## Instructions for the task
Only an exact copy of the entries will serve as the answer.

## Records provided
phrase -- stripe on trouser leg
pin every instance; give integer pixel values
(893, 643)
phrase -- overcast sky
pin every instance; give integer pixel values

## Problem solution
phrase -- stripe on trouser leg
pin every instance; give integer pixel values
(893, 643)
phrase -- overcast sky
pin every instance; give integer pixel values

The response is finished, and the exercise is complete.